== THE PROBLEM ==
From the line containing "Target: green leafy plant" down to the last line of the material, return those lines verbatim and only those.

== SUPPLIED RECORDS ==
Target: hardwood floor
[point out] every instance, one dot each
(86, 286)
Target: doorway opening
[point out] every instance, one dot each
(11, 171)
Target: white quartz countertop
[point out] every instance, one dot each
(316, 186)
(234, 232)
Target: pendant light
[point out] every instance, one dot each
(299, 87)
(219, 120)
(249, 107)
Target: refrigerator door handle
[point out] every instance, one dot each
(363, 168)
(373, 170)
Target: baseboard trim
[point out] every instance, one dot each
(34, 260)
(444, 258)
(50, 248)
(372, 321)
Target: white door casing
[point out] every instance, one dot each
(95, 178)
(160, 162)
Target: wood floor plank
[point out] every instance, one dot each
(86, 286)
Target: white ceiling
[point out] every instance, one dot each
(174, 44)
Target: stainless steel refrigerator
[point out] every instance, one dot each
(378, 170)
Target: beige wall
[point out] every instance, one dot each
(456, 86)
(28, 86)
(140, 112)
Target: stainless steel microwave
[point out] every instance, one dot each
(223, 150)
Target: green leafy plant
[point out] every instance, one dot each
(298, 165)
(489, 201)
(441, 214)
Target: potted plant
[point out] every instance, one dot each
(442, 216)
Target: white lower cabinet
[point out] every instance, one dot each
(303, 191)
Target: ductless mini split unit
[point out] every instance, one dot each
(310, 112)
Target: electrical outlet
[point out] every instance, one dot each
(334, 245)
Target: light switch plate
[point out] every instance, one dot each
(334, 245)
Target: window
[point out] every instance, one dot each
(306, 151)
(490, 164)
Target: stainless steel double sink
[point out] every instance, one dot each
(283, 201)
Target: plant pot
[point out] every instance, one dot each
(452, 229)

== FULL ANSWER ==
Target: green leafy plant
[point out] every instance, one dot each
(298, 165)
(489, 201)
(441, 214)
Target: potted plant
[point out] every instance, one dot each
(442, 216)
Target: white lower cabinet
[point out] every instance, one dot each
(303, 191)
Target: ductless mini split unit
[point out] every instance, one dot each
(310, 112)
Target: electrical outlet
[point out] every instance, one dot each
(334, 245)
Target: light switch plate
[point out] every instance, one dot each
(334, 245)
Target: window
[point out] every instance, one dot each
(306, 151)
(490, 164)
Target: stainless steel double sink
[point out] every instance, one dot each
(283, 201)
Target: plant pot
[point out] every instance, one dot each
(452, 229)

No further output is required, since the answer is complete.